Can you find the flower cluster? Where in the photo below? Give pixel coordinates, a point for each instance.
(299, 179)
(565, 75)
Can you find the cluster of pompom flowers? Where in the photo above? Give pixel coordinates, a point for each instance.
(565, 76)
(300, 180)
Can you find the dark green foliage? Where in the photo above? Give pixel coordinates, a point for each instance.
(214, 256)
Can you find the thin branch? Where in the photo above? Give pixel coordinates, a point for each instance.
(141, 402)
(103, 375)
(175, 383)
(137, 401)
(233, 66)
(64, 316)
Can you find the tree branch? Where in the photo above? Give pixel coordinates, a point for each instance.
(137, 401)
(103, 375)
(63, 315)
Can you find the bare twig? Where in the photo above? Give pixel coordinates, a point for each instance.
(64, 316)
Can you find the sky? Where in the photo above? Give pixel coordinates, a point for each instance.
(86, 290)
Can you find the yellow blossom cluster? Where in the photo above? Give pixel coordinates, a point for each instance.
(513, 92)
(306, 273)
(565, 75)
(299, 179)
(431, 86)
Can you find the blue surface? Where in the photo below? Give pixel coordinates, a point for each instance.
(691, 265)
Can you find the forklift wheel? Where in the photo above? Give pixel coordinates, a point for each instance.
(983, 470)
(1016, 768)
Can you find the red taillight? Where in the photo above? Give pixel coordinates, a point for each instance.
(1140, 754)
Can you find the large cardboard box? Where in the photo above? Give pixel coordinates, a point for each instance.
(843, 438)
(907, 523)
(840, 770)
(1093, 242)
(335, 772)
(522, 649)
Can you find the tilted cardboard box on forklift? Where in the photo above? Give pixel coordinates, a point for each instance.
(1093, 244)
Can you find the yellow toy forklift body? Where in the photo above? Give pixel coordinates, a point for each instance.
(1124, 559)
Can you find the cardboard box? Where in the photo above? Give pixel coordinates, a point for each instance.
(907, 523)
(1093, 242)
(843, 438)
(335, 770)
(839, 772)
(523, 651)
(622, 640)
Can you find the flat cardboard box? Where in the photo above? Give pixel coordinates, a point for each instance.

* [WHAT NEEDS TO BE DONE]:
Reproduce the records above exactly.

* [RESULT BELOW]:
Can you find the flower cluster? Where in the photo below? Give pixel coordinates, a point for each instance.
(299, 179)
(565, 75)
Can you find the cluster of pompom flowers? Where in the photo above? Give pixel coordinates, a point for each instance.
(565, 76)
(300, 180)
Can you find the dark green foliage? Where in the photo above? Give pixel coordinates, a point for each instance.
(214, 256)
Can you find the thin branch? Where in the photo above? Give pixel coordinates, a point for each instance.
(141, 402)
(103, 375)
(175, 383)
(137, 401)
(233, 66)
(64, 316)
Can you find the tree branch? Where in the photo above? Give pixel coordinates, a point for each instance.
(137, 401)
(103, 375)
(63, 315)
Can you find the bare twig? Where in the photo above? Give pixel coordinates, a point for each instance.
(64, 316)
Can you find the sky? Where in the photo above? Give pixel coordinates, a point for each instance.
(86, 290)
Can you find the yellow blossom cluster? Where in the photo above? Give pixel coordinates, a point for each instance.
(513, 92)
(306, 273)
(565, 75)
(299, 179)
(431, 86)
Can you find the blue surface? Where in the photo below? Give pixel coordinates, a point for each instance.
(691, 265)
Can you find the forklift wheel? Where in the photo above? Give pixel coordinates, a point for each instance.
(983, 470)
(1016, 768)
Can you find the red taillight? Where in the photo above? Give pixel coordinates, a point for each instance.
(1140, 754)
Can you find the large cardboard box? Where in the photo above? Give pixel coordinates, a point for each instance.
(843, 438)
(907, 523)
(840, 770)
(1093, 242)
(335, 772)
(522, 649)
Can you find the tilted cardboard box on forklift? Where in the photo above? Give pixel coordinates, a point for each instance.
(1093, 244)
Can you find the yellow toy forklift body? Where in the photo above? Give pixel coordinates, a point for each instance.
(1124, 559)
Can you find the cardboard box? Where in the photo above? Give pixel coordinates, a point for each instance.
(907, 523)
(1093, 242)
(843, 438)
(335, 770)
(839, 772)
(523, 651)
(622, 640)
Can you find the flat cardboard box? Where in the photo above? Give pixel coordinates, a point for each instance.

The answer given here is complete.